_Problem_. The output should consist solely of the line containing "Please locate the white" and the lines that follow it through the end of the data below.

_Dataset entries_.
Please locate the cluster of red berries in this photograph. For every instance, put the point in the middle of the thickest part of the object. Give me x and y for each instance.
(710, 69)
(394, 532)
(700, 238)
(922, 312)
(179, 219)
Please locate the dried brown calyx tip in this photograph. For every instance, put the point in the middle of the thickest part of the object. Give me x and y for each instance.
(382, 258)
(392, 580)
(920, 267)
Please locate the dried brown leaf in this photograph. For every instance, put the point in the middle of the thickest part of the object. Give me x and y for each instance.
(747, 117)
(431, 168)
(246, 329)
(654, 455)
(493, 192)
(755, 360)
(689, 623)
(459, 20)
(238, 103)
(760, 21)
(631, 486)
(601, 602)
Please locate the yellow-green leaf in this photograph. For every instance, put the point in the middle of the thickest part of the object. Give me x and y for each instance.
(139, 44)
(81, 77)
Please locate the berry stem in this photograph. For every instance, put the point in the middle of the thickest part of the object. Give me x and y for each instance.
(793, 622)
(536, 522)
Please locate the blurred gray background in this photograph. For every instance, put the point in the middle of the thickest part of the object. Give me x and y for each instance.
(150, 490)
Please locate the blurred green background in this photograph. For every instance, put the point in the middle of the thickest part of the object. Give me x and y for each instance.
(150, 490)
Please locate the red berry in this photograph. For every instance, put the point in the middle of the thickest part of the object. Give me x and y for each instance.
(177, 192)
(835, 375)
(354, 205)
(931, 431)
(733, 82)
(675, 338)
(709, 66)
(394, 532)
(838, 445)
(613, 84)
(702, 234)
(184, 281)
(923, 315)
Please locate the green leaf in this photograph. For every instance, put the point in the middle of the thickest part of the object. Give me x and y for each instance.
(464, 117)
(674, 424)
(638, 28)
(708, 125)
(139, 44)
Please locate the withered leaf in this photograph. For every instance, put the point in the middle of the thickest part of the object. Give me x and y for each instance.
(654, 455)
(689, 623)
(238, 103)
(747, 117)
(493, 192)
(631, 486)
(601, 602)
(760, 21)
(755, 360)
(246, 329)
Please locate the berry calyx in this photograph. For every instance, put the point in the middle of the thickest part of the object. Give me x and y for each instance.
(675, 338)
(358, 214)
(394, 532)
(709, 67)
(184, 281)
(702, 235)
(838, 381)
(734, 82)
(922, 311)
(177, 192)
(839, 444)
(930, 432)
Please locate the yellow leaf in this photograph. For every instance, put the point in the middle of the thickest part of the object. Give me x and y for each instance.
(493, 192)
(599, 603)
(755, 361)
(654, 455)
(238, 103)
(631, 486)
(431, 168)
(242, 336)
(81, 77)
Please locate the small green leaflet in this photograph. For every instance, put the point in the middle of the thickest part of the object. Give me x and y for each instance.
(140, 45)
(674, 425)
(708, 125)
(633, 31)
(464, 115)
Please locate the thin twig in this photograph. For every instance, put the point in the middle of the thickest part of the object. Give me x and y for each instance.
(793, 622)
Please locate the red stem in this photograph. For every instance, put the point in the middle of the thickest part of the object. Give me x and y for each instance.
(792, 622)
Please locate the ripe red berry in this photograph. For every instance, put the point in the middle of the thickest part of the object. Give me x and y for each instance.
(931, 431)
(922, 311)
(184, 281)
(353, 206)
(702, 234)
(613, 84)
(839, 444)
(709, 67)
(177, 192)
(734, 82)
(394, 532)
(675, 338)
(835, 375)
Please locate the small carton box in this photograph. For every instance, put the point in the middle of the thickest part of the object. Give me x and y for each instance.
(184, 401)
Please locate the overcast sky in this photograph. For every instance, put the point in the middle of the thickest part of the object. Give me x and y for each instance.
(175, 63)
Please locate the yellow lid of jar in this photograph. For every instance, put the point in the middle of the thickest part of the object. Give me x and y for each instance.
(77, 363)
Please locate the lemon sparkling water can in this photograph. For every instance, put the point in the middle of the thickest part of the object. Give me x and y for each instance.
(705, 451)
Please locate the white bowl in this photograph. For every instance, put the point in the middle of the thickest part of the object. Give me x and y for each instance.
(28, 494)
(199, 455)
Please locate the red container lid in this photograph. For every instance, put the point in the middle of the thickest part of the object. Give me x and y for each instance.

_Problem solution_.
Please locate the white bowl in this photograph. For every instance, put the point in the middle of the thickest part of the object. Give me x and y for each instance.
(28, 494)
(199, 455)
Please locate the red container lid in this photograph. For every instance, put the point in the middle of the thickest part of the object. Give me x and y for each instance.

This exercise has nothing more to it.